-------- Material shown --------

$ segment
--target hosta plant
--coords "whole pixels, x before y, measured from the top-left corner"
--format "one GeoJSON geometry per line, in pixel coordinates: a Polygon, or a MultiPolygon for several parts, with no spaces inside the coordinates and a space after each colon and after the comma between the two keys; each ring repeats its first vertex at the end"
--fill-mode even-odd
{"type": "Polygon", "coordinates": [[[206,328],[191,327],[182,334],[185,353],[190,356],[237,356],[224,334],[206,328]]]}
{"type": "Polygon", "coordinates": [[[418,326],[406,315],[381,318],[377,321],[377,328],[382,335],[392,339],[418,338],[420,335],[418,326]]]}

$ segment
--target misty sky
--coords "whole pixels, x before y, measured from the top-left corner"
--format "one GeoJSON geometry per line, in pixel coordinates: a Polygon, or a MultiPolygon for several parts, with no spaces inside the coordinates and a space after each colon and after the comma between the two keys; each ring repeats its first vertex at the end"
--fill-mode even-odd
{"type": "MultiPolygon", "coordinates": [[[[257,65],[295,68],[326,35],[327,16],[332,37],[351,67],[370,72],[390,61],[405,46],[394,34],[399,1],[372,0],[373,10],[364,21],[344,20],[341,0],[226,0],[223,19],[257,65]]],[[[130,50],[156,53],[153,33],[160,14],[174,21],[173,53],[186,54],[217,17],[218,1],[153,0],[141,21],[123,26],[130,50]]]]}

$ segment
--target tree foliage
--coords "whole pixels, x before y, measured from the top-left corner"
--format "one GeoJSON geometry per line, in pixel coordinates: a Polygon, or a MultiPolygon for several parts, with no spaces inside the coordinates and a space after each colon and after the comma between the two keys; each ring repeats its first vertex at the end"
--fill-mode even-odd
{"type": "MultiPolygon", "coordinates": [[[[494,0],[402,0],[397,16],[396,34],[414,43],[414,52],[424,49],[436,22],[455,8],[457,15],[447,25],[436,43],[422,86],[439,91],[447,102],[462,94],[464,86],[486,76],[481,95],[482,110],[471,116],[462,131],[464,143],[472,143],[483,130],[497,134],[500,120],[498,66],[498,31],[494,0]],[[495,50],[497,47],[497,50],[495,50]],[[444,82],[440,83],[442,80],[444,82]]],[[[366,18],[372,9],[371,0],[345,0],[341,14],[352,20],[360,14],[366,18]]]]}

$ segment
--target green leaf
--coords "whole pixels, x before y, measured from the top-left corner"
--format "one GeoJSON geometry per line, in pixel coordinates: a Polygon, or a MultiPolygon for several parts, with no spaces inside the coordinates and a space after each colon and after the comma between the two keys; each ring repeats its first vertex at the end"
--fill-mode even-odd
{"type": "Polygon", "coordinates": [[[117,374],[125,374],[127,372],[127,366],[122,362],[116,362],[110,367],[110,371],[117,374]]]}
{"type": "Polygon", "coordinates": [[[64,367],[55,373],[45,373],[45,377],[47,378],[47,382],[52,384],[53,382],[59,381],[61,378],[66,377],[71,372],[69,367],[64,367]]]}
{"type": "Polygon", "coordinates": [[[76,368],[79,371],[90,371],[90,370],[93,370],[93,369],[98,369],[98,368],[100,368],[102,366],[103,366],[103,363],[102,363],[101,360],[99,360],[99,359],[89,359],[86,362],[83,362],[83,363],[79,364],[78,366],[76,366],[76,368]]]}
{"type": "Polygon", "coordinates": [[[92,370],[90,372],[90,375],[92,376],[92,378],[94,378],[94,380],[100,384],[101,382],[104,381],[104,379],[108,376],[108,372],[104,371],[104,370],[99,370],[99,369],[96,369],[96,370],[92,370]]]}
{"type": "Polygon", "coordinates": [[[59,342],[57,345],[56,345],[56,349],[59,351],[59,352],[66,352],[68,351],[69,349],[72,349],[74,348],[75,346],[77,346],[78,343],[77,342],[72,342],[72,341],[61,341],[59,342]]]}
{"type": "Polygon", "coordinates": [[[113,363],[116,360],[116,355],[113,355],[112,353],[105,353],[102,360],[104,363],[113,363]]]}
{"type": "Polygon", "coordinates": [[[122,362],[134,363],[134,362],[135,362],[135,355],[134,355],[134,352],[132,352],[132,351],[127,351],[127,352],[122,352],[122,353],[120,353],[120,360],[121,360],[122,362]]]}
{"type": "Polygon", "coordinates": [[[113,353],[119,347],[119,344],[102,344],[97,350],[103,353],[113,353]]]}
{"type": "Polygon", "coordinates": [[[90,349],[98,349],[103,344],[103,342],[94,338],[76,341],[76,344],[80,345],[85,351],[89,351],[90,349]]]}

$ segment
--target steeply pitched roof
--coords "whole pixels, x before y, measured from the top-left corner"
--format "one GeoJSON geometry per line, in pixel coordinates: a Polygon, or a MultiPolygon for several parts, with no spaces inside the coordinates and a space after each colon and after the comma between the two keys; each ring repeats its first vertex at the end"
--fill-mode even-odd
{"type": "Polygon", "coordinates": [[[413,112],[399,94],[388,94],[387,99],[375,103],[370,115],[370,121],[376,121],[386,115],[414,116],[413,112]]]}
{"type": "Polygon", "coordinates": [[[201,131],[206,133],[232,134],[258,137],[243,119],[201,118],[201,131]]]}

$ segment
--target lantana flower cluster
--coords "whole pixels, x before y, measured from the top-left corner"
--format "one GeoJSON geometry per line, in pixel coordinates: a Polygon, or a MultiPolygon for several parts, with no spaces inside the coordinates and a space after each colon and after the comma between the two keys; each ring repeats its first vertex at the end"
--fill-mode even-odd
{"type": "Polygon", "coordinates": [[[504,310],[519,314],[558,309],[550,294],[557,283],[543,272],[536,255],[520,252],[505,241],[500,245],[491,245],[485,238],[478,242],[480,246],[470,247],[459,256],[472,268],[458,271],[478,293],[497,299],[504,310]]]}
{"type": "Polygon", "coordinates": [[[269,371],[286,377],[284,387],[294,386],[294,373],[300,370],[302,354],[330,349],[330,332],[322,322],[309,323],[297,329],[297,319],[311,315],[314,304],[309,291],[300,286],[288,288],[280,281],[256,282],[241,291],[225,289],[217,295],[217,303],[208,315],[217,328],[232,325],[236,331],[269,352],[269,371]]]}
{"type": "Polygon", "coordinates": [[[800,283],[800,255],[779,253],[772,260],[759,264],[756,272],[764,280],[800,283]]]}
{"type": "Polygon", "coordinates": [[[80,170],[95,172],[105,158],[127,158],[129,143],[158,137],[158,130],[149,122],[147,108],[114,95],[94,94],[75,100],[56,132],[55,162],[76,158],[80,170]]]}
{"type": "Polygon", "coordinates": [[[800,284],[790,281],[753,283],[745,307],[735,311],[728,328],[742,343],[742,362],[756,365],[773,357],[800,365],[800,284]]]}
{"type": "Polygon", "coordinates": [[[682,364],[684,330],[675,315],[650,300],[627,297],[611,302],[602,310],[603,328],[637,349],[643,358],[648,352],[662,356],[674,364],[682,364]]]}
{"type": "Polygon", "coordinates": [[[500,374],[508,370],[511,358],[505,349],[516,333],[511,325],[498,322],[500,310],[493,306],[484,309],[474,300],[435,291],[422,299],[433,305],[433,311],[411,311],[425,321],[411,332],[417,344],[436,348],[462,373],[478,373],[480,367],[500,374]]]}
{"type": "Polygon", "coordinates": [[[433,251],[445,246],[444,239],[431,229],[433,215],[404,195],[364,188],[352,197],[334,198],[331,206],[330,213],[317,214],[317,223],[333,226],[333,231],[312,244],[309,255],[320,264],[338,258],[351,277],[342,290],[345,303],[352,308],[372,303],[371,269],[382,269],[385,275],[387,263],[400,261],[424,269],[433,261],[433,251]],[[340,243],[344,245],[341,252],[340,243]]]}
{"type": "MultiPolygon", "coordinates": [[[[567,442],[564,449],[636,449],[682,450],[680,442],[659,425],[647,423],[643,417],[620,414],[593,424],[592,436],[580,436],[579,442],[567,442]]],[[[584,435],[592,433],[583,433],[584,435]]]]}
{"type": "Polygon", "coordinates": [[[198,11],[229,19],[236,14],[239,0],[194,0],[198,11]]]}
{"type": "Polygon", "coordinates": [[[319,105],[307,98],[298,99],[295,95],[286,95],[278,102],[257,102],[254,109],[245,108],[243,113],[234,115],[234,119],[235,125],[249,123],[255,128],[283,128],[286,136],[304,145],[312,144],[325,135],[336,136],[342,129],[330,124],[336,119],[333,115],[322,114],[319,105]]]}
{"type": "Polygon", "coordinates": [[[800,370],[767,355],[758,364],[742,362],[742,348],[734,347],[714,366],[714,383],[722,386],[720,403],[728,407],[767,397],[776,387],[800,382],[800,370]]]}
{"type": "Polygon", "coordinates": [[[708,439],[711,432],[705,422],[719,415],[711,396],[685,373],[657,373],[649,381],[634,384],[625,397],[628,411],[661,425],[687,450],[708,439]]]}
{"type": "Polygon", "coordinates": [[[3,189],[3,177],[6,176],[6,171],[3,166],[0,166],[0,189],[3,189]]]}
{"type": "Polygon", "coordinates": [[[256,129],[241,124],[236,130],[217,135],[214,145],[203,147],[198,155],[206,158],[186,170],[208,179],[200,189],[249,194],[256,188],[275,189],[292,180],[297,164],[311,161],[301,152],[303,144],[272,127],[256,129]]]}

--------

* Task brief:
The answer must be a single number: the count of lines in the entries that include "target".

* Task result:
6